= EXERCISE AIM =
Below are entries with pictures among them; reproduce exactly, and only, the lines from the one containing "indicate the elderly" down to the one containing "indicate the headdress, one dot per instance", without the pictures.

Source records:
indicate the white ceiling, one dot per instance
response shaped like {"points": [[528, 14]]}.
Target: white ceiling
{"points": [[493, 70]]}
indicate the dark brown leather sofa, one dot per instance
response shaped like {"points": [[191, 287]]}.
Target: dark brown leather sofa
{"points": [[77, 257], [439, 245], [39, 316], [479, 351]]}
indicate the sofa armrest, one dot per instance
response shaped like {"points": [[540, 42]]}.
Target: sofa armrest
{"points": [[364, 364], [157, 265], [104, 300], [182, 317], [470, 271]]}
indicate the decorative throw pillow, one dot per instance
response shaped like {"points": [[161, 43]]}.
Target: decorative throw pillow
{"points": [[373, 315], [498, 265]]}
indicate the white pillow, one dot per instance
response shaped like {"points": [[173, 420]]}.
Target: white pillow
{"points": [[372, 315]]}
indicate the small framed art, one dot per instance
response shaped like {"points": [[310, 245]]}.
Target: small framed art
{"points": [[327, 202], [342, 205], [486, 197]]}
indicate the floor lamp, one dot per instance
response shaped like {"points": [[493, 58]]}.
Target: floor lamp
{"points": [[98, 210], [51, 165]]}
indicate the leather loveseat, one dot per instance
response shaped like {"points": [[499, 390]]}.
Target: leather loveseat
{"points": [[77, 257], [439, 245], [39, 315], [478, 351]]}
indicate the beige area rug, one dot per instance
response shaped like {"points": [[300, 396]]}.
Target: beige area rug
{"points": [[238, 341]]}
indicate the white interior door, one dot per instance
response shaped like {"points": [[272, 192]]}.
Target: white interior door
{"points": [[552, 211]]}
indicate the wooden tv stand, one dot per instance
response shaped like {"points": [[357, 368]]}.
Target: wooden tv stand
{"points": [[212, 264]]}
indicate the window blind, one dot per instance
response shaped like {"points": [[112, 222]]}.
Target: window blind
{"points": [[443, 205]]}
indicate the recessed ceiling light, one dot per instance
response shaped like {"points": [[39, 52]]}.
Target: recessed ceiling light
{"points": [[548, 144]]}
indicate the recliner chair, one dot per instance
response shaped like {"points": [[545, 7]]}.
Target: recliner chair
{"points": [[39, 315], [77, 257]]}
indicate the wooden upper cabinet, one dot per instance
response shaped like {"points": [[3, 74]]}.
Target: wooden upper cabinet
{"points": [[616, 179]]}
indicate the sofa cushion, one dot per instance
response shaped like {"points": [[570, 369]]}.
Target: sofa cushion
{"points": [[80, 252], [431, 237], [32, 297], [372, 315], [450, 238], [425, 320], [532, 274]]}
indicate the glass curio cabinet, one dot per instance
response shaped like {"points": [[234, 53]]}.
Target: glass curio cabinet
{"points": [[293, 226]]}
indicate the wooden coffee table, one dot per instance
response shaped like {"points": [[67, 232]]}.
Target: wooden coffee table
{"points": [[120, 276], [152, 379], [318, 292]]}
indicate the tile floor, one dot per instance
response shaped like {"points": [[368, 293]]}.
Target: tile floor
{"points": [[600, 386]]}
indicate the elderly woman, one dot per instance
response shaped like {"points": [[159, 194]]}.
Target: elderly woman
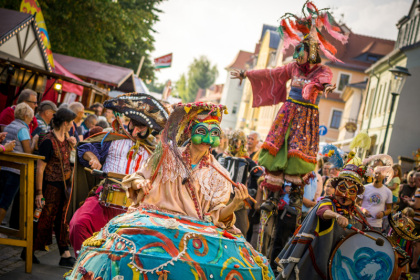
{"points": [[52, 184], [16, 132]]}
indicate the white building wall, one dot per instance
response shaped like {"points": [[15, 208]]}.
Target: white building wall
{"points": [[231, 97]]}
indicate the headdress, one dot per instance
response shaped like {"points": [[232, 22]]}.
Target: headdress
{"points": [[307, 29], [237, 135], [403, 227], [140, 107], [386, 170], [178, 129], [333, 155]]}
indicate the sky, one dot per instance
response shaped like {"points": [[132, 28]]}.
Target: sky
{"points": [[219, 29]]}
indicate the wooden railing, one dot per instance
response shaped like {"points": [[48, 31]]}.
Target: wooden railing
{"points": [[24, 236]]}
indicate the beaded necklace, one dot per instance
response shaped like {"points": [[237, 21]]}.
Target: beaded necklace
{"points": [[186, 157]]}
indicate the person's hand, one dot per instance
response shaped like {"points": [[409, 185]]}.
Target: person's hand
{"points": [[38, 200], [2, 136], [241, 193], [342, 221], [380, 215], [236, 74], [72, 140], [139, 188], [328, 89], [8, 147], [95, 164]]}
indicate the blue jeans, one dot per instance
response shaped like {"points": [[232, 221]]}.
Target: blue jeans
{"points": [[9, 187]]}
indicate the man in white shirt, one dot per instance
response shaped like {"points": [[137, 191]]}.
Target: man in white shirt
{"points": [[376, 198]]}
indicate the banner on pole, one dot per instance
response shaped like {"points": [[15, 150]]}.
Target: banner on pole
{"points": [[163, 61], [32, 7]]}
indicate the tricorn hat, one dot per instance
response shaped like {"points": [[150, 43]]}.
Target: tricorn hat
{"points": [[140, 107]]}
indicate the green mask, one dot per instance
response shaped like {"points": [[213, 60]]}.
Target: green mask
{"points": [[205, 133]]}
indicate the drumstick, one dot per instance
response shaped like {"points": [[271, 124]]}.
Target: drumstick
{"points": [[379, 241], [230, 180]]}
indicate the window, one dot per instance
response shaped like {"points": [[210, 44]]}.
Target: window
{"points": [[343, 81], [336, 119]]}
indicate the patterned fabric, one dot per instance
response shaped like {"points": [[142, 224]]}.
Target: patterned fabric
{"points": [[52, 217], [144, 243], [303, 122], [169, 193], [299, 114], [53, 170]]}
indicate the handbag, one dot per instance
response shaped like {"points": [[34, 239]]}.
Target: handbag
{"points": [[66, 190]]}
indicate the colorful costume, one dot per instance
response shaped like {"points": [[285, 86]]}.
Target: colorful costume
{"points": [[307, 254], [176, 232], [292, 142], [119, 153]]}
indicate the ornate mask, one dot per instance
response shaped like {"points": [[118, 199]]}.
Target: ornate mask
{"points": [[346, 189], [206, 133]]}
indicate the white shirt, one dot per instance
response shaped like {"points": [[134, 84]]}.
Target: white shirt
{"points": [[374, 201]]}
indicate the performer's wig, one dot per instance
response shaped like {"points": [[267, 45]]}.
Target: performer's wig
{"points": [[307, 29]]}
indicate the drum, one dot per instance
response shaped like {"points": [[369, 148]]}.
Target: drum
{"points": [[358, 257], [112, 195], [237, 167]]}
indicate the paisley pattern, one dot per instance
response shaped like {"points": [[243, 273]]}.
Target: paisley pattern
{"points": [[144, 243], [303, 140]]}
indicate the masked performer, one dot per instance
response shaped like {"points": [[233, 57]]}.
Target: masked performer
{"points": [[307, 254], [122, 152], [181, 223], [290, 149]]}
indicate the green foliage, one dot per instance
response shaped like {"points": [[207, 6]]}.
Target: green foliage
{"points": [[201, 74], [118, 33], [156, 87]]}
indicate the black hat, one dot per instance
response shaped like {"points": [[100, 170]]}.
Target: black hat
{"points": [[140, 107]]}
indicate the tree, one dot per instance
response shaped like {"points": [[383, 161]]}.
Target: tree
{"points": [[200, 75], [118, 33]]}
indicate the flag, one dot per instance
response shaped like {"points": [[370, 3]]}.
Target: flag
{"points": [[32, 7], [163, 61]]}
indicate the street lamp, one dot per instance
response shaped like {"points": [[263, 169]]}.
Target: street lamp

= EXPECTED OUTPUT =
indicate the elderly woman, one dot per instance
response shaped like {"points": [[159, 194]]}.
Target: elderly woman
{"points": [[52, 184], [16, 132]]}
indicate the white building wall, one dot per instance
response shaped like {"points": [[15, 208]]}.
Target: white building wall
{"points": [[231, 97]]}
indicate the headdress, one dot per instance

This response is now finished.